Dataset entries:
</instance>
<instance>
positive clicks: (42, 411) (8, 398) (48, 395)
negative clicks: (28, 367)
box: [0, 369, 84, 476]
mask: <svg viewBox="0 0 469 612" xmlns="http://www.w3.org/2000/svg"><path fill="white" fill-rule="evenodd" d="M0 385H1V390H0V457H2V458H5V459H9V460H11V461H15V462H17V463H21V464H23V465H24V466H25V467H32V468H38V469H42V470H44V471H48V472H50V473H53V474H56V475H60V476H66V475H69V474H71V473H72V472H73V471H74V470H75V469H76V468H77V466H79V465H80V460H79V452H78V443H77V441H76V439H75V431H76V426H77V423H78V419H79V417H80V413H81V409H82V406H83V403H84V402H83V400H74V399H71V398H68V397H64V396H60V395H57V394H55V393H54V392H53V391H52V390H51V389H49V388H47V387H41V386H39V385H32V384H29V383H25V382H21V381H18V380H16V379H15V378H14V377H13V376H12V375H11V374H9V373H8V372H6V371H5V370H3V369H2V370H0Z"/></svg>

REQUIRED ACTION - Could you print every line of the material above, unchanged?

WRITTEN ANSWER -
</instance>
<instance>
positive clicks: (42, 411) (8, 398) (48, 395)
negative clicks: (28, 367)
box: [0, 369, 84, 476]
mask: <svg viewBox="0 0 469 612" xmlns="http://www.w3.org/2000/svg"><path fill="white" fill-rule="evenodd" d="M0 385H1V390H0V457H2V458H5V459H9V460H11V461H15V462H17V463H21V464H23V465H24V466H25V467H32V468H38V469H42V470H44V471H48V472H50V473H53V474H56V475H60V476H66V475H69V474H71V473H72V472H73V471H74V470H75V469H76V468H77V466H79V465H80V460H79V452H78V443H77V441H76V439H75V431H76V426H77V423H78V419H79V417H80V413H81V409H82V406H83V403H84V402H83V400H74V399H71V398H68V397H64V396H60V395H57V394H55V393H54V392H53V391H52V390H51V389H49V388H47V387H41V386H39V385H32V384H29V383H25V382H21V381H18V380H16V379H15V378H14V377H13V376H12V375H11V374H9V373H8V372H6V371H5V370H3V369H2V370H0Z"/></svg>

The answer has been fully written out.